◆ Your tasks:
A) Name every characteristic by which Table 1 of the passage on energy storage and virtual synchronous generators compares the energy storage systems.
B) For each statement below, indicate whether it agrees with the passage on energy storage and virtual synchronous generators, answering yes or no and quoting the deciding words. (i) The battery and the supercapacitor have complementary characteristics. (ii) The studies in [16,17,18] investigate an optimized method that determines the optimum value of J and D. (iii) The VSG control strategy based on a HESS in [21] accounts for continuously rapid changes in power demand.
C) Take the passage on energy storage and virtual synchronous generators further, beginning after its final sentence.

◆ Document segment:
::::::::::

Table 1. Characteristics of each energy storage system.

Energy Storage Systems	Energy Density	Power Density	Cycle Life	Response Time	Cost
Chemical battery	high	low	short	medium	low
Sodium-Sulphur(Nas) Battery	medium	low	short	slow	medium
flywheel	low	high	long	fast	high
suppercapacitor	low	high	long	fast	medium
SMES	medium	high	long	fast	high

[10], the battery and supercapacitor are two different energy storages which have complemented characteristics. The combination of these energy storages are expected to relieve the battery charging/discharging stress, to improve the lifespan of the battery storage and to enhance the system efficiency.

In conventional power system, the synchronous generator plays a major rule as the electricity source. It could damp the effect of dynamic load transition and disturbance with the inherent droop control and inertia control. Hence, the system stability is maintained. Inspired by the synchronous generator dynamic behavior, an idea to add inertia artificially to the inverter-based generator has been emerged. The artificial inertia can be obtained by using energy storage-release/absorb characteristic together with the power electronic inverter/converter and the proper control mechanism in a system, so-called, Virtual Synchronous Generator (VSG). Since the VSG is expected to solve the major issues (low-inertia) in the microgrid, this relatively new scheme gains great attention and attracts many researchers from both universities and industries, and numerous scientific outcomes have been published recently [11,12,13,14]. Novel control for VSG based on algebraic with a minimal number of the parameter was introduced in [15] to suppress the fluctuation of frequency and voltage. As the designed parameters of the VSG is a challenging task, the authors [16,17,18] presented the method for tuning the parameters (J and D) of the VSG to improve the dynamic response of the system and to attenuate the frequency fluctuation. However, in those paper, the value of J and D are adapted based on the predefined criteria. The optimized method that could determine the optimum value of J and D is not investigated. In [19,20], the authors aim to improve the performance of the VSG that is simply implemented by the ideal DC voltage source connected to the inverter. All the control parts in the VSG such as inertia and speed governor, are realized by controlling the ideal DC voltage source which is obviously different from the VSG definition. In the real case, ESS is an inevitable part for the VSG to imitate the mechanical rotational energy of the synchronous generator. The VSG control strategy based on a HESS was presented in [21], but it does not take into account the continuously rapid changes in power demand or load transition. Therefore, it is difficult to evaluate the performance of the proposed VSG.

::::::::::

(Lines of data)
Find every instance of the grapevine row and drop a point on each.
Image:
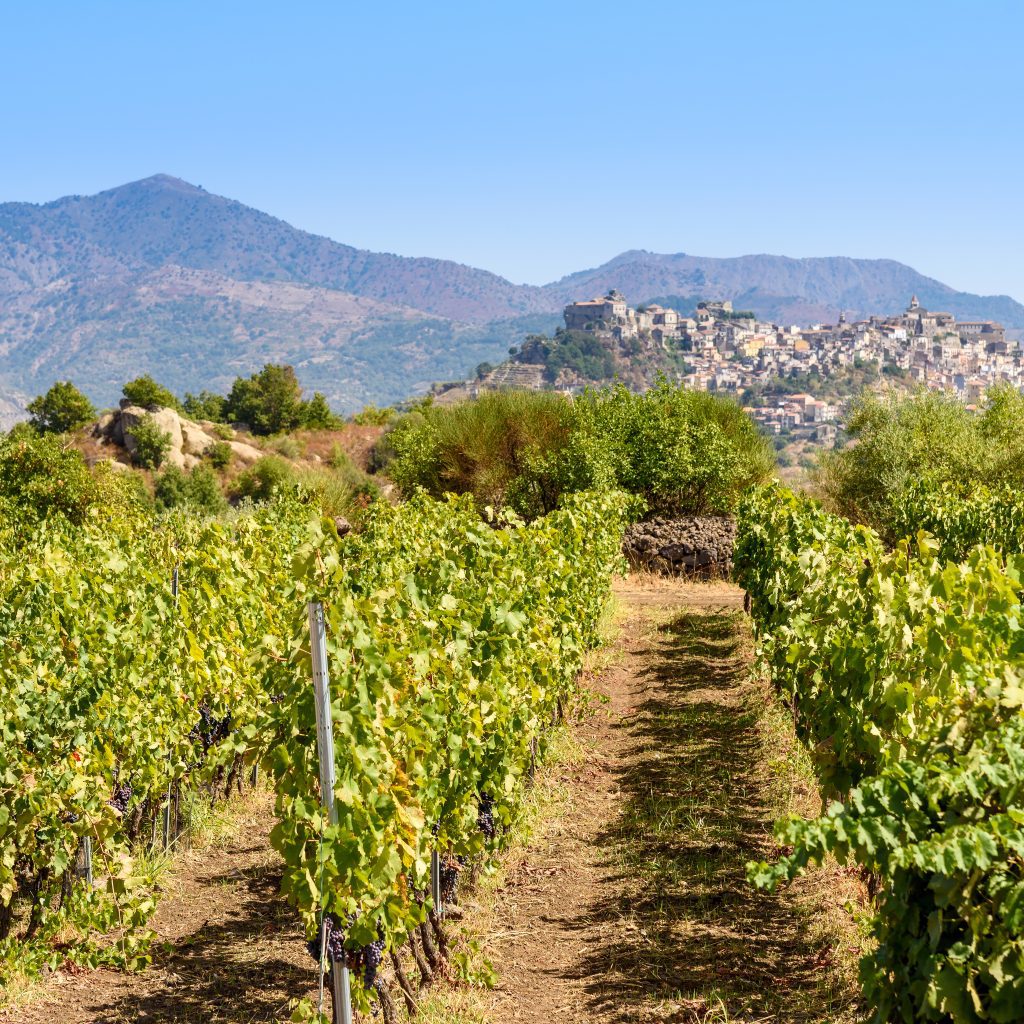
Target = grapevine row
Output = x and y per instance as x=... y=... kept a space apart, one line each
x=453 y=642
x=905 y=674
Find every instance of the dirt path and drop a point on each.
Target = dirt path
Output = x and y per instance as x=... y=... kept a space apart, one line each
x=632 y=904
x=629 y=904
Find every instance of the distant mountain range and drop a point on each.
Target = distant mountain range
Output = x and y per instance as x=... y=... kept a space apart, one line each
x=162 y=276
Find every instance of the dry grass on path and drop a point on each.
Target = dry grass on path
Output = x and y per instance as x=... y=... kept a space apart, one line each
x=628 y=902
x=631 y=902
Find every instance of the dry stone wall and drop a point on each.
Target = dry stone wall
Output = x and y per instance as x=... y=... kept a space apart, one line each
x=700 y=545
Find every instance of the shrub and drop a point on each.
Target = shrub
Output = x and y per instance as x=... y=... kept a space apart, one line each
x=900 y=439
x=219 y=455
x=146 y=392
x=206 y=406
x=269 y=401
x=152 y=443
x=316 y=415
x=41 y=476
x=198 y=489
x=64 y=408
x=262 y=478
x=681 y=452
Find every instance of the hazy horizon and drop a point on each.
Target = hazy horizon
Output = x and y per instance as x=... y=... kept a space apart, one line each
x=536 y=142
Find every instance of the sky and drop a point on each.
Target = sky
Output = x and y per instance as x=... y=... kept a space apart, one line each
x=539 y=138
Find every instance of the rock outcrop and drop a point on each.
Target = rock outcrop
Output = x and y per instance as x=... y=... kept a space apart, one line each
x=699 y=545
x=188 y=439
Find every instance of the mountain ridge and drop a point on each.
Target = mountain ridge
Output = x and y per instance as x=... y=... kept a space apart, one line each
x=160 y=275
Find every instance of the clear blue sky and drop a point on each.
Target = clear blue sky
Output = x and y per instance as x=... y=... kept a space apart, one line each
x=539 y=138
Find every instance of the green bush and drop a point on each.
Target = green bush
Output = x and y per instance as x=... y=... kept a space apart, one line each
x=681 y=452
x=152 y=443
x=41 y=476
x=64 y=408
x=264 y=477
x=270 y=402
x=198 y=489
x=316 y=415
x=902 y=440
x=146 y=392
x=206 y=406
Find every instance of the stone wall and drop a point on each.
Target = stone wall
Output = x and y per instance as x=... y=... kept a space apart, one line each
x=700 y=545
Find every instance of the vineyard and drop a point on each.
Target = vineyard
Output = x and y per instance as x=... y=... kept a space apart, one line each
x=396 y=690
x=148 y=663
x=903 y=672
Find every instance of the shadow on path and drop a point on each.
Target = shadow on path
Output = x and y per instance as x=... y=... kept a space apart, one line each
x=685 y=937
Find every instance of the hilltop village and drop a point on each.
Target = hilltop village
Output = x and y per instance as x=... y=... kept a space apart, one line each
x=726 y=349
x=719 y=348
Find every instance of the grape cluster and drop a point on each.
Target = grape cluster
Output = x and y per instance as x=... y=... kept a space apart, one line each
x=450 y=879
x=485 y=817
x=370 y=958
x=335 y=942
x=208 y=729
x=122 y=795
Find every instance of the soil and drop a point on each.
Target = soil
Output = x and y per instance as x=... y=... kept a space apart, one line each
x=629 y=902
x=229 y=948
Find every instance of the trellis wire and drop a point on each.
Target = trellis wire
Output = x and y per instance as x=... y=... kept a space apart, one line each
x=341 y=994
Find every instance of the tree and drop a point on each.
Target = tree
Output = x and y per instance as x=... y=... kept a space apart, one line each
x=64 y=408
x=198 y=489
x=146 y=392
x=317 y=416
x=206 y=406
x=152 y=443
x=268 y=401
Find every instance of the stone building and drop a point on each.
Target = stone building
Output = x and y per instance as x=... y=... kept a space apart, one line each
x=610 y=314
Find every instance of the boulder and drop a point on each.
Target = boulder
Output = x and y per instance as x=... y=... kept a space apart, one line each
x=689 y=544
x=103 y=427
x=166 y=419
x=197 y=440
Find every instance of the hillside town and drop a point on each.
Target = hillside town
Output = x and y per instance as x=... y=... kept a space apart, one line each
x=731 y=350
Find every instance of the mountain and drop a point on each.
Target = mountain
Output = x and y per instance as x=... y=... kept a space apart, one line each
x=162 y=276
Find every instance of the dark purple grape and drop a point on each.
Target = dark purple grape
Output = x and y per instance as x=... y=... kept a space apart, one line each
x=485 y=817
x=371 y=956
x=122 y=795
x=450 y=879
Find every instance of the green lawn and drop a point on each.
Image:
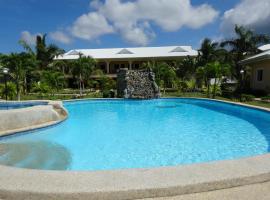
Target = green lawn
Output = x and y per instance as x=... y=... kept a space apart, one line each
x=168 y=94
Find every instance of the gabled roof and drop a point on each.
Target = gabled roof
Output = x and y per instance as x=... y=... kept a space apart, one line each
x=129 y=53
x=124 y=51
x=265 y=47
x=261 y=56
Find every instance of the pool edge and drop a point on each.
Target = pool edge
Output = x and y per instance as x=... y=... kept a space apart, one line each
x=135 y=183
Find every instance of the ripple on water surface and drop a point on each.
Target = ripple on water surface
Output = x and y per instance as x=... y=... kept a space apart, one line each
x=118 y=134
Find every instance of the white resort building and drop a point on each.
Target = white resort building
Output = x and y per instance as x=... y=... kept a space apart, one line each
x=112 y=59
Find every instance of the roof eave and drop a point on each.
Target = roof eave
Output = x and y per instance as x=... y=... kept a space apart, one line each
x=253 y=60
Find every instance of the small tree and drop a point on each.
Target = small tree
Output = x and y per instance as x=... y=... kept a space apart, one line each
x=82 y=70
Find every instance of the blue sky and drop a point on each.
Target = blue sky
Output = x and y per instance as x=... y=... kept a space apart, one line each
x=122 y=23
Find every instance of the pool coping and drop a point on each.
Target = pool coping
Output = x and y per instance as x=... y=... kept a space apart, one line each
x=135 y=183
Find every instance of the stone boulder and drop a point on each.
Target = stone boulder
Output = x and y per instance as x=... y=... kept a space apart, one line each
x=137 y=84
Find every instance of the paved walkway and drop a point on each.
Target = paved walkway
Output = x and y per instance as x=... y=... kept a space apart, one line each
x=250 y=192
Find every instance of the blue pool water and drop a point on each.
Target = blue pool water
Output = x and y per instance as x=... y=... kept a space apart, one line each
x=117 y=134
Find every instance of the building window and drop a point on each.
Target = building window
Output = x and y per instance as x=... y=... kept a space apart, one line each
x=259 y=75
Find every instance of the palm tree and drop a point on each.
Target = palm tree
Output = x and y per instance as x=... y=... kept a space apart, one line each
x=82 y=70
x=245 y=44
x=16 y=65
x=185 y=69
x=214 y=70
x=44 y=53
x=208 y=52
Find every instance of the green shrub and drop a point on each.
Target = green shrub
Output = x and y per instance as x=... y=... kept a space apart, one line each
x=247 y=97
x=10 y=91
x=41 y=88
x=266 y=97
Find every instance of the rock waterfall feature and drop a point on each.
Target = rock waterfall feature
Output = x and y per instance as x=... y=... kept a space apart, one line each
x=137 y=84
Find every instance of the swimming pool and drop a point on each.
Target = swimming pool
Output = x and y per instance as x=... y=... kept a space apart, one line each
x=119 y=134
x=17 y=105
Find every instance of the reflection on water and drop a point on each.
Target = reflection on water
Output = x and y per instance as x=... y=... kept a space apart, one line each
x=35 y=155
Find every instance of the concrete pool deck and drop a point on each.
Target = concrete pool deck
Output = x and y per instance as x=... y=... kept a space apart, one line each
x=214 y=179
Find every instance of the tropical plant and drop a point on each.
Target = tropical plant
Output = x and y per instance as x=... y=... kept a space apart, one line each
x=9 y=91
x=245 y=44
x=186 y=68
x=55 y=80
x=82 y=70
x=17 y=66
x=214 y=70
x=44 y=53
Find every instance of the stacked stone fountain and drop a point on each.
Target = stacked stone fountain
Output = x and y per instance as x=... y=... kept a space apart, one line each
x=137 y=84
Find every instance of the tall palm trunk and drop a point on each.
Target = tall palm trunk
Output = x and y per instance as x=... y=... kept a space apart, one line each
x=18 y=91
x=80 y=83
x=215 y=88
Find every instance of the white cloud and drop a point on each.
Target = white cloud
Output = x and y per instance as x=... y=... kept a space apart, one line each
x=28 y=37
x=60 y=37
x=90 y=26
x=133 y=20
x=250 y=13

::::::::::

◆ Results in order:
A) Energy Density, Power Density, Cycle Life, Response Time, Cost

B)
(i) Yes: "the battery and supercapacitor are two different energy storages which have complemented characteristics"
(ii) No: "The optimized method that could determine the optimum value of J and D is not investigated."
(iii) No: "but it does not take into account the continuously rapid changes in power demand or load transition"

C)
Although numerous VSG researches have been conducted to solve the challenging issue in the microgrid recently, the majority focuses on the improvement of the system stability. Hence, what remains unclear is how the VSG benefit when it deploys to mitigate the intermittent nature of PV and wind turbine. To tackle the frequency deviation which mainly results from the strong variation of PV output power as well as to bridge the gap in the literature, in this paper, the VSG based on battery/supercapacitor hybrid energy storage system is proposed. The supercapacitor is responsible for the high-frequency power variation while the battery corresponds to the low-frequency power variation. The novelty of this study introduces the new power allocation method for HESS and its combination with the adaptive VSG algorithm based on BSA to improve the frequency deviation suppression capability. The remaining part of the article organizes as follows. In Section 2, the method for power allocation of HESS is presented. The VSG control and the parameter tuning based on BSA are described in Section 3. The results and discussion are demonstrated in Section 4. The paper is concluded in Section 5.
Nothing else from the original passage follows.